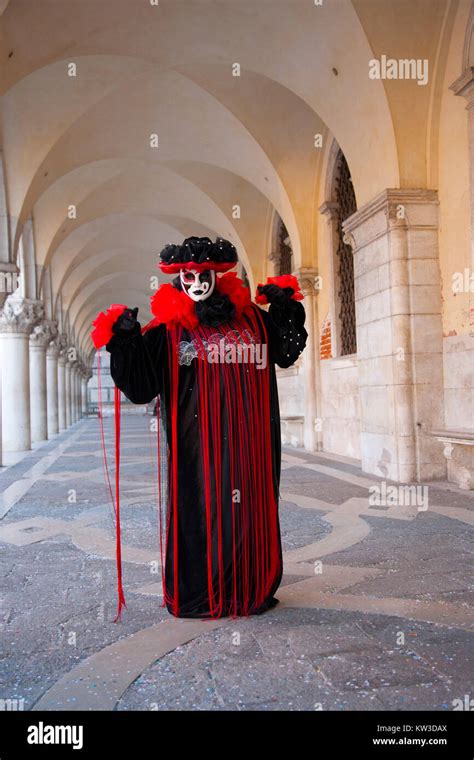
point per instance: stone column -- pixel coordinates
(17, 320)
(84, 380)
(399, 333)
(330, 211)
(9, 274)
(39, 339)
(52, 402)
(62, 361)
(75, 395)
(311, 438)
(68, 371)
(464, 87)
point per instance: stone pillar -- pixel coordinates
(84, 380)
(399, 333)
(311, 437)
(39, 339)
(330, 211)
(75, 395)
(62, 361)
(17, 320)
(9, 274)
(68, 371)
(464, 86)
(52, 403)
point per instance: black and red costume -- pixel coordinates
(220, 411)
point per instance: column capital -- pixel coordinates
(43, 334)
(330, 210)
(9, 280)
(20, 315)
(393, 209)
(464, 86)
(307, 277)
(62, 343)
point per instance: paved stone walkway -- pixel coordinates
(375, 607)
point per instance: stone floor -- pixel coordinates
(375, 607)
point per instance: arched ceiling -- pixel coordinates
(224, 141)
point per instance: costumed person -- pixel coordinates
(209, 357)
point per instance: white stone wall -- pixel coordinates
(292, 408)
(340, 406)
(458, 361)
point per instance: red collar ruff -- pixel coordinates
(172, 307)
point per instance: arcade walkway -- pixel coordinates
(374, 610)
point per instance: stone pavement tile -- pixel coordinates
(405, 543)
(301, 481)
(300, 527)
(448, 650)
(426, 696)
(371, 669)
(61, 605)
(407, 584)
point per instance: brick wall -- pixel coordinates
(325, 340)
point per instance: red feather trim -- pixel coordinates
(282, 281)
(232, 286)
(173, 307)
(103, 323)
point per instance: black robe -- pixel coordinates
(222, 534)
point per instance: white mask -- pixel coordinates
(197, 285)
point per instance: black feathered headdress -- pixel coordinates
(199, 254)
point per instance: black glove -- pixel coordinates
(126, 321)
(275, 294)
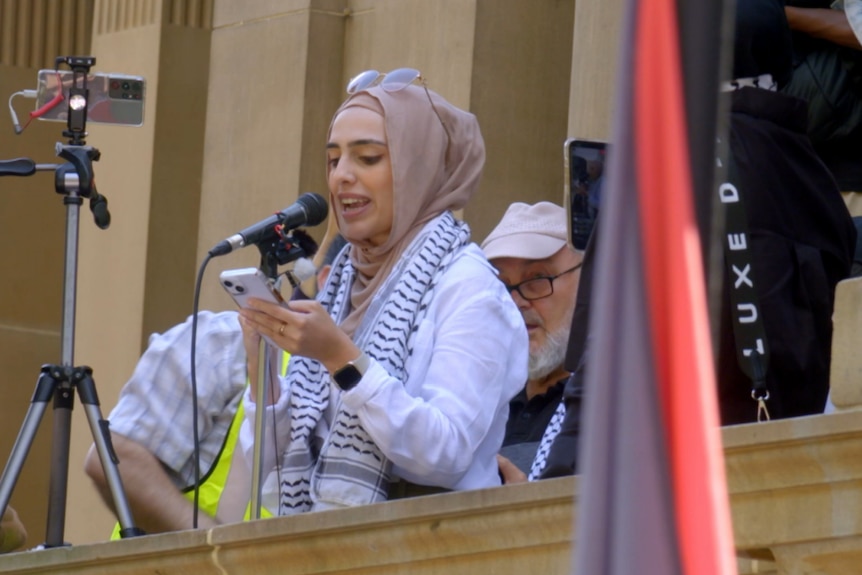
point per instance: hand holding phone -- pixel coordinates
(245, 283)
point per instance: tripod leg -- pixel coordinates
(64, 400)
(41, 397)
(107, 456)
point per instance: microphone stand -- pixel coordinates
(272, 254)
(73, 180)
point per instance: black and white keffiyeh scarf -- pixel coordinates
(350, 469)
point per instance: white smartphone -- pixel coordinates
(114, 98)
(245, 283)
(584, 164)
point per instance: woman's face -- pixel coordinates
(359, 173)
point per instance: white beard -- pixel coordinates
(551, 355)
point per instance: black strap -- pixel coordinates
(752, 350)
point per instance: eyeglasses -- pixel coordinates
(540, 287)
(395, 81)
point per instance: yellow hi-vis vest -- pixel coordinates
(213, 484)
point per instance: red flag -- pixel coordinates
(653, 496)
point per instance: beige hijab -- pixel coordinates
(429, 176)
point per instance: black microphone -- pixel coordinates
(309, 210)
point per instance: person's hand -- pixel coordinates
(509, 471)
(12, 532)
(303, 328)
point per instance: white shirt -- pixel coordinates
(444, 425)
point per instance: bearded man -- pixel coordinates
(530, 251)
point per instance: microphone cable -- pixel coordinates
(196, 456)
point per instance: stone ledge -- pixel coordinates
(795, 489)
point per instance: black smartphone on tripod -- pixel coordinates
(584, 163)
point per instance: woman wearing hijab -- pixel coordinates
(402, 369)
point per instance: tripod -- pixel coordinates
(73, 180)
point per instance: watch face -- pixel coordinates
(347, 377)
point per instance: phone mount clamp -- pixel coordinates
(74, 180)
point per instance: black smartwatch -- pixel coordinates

-------

-- 문제 세부 사항 --
위의 행을 모두 한 글자도 바꾸지 말고 그대로 복제하세요. 단, 그림은 답에 넣지 마세요.

-- 작성한 답변 --
point per instance: stone column -- pixel coordinates
(17, 320)
(84, 380)
(399, 333)
(330, 211)
(9, 274)
(39, 339)
(52, 402)
(62, 361)
(75, 395)
(311, 438)
(68, 371)
(464, 87)
point per instance: stone pillar -- pixel coordinates
(84, 380)
(399, 333)
(311, 437)
(39, 339)
(330, 211)
(75, 395)
(62, 361)
(17, 320)
(9, 274)
(68, 371)
(464, 86)
(52, 403)
point per instance: black and red costume -- pixel coordinates
(220, 411)
point per instance: column capital -- pixel coordinates
(43, 334)
(330, 210)
(9, 280)
(20, 315)
(393, 209)
(464, 86)
(307, 277)
(62, 343)
point per instance: paved stone walkway -- pixel coordinates
(375, 607)
point per instance: stone floor -- pixel coordinates
(375, 607)
point per instance: arched ceiling -- pixel coordinates
(224, 141)
point per instance: costumed person -- pixel coordinates
(209, 357)
point per instance: white stone wall -- pixel coordinates
(292, 408)
(340, 406)
(458, 361)
point per instance: red collar ruff -- pixel coordinates
(172, 307)
point per instance: arcade walkway -- pixel coordinates
(374, 610)
point per instance: stone pavement tile -- pixel coordinates
(405, 543)
(301, 481)
(300, 527)
(448, 650)
(426, 696)
(371, 669)
(61, 605)
(407, 584)
point per instance: brick wall -- pixel coordinates
(325, 340)
point per instance: red feather trim -- pixel coordinates
(282, 281)
(232, 286)
(173, 307)
(103, 323)
point per instance: black robe -- pixel coordinates
(222, 534)
point per instance: white mask -- pixel coordinates
(197, 285)
point per instance: black feathered headdress -- pixel coordinates
(199, 254)
point per instance: black glove -- pixel coordinates
(126, 321)
(275, 294)
point per instance: hand holding phone -- pixel coordinates
(245, 283)
point per instance: tripod leg -- pixel coordinates
(64, 400)
(41, 397)
(107, 456)
point per instance: microphone stand -- pixel coordinates
(272, 254)
(73, 180)
point per instance: black and white keffiyeh scarf -- pixel coordinates
(350, 469)
point per instance: white smartphone -- pixel coordinates
(114, 98)
(245, 283)
(584, 164)
point per instance: woman's face -- pixel coordinates
(359, 173)
point per instance: white beard -- pixel coordinates
(551, 355)
point per instance: black strap -- pixel coordinates
(752, 350)
point per instance: eyeglasses -- pixel coordinates
(540, 287)
(395, 81)
point per instance: yellow hi-vis vest -- pixel coordinates
(213, 484)
point per instance: red flag -- pixel coordinates
(653, 496)
point per instance: beige hijab -- pixel coordinates
(429, 176)
point per instance: black microphone -- pixel coordinates
(309, 210)
point per instance: person's hand -- pixel coordinates
(509, 471)
(12, 532)
(303, 328)
point per instance: white shirt -- pixel coordinates
(444, 425)
point per instance: bearded man -- pixel coordinates
(530, 251)
point per instance: microphone cable -- pixel coordinates
(196, 456)
point per instance: stone ledge -- pixel coordinates
(795, 489)
point per instance: black smartphone on tripod -- pixel coordinates
(584, 163)
point per instance: woman wearing hijab -- pixel coordinates
(402, 369)
point per instance: tripod -- pixel coordinates
(73, 180)
point per instance: watch face -- pixel coordinates
(347, 377)
point per instance: phone mount clamp -- pixel coordinates
(74, 180)
point per instance: black smartwatch -- pixel coordinates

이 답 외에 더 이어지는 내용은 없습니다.